Halloween Comes Early with Horror Double Feature # 2

This issue of Horror Double Feature is a heaping serving of horror from its terrifying opening story to its action/horror closing. The first story titled “The Carpetbaggers” is a truly creepy tale written by Corrina Beckho on her second Double Double Feature story (second in a row to boot). The story is set in a medieval world with art handled by Kyle Latino. The second story gives the reader Tim Seeley, who is pulling double duty by handling art and writing on his second go at Jack Kraken with Colors by Carlos Badilla and Letters by Crank.  You can download the double Feature App or download it at the Four star Studio website http://www.fourstarstudios.com/ 
“The Carpetbaggers” tells the story of a traveler whose penance for his past misdoings is to walk the earth dispatching evil, wherever and whenever he finds it. On this dark and stormy night, the traveler finds himself in a tavern swimming in librations and recanting a story of his past exploits. The tale the traveler tells is that of a castle full of evil creatures in the guise of man. The traveler seeks shelter at the aforementioned castle only to find a note telling him to leave. In a “bull-in-a-china-shop” fashion, the traveler confronts the evil only to learn these heinous creatures are hard to dispose of. The story ends in their current time, with the traveler again confronting the same evil from his tale, hidden amongst the tavern patrons. This story is the best of this installment of Horror Double Feature and is a great embodiment of horror in comics. From its creepy atmospheric art to its choice of creatures, it feels like a story straight out of Creepy or Eerie comics. The creatures in this story are the standouts, as they’re not your run of the mill monsters like vampires or werewolves. Instead the creatures are a play on rarely used Japanese monster. The art is the second standout with Latino’s black & white art, which gives an almost water color look.

━━━━━━━━━━━━━━━━

Name every person the review credits with work on this issue and give the role each one filled.

━━━━━━━━━━━━━━━━

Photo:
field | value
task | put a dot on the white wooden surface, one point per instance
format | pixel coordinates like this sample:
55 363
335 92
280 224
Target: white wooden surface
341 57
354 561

━━━━━━━━━━━━━━━━

OUTPUT BELOW:
- Corrina Beckho: writer of "The Carpetbaggers"
- Kyle Latino: art on "The Carpetbaggers"
- Tim Seeley: art and writing on the Jack Kraken story
- Carlos Badilla: colors on the Jack Kraken story
- Crank: letters on the Jack Kraken story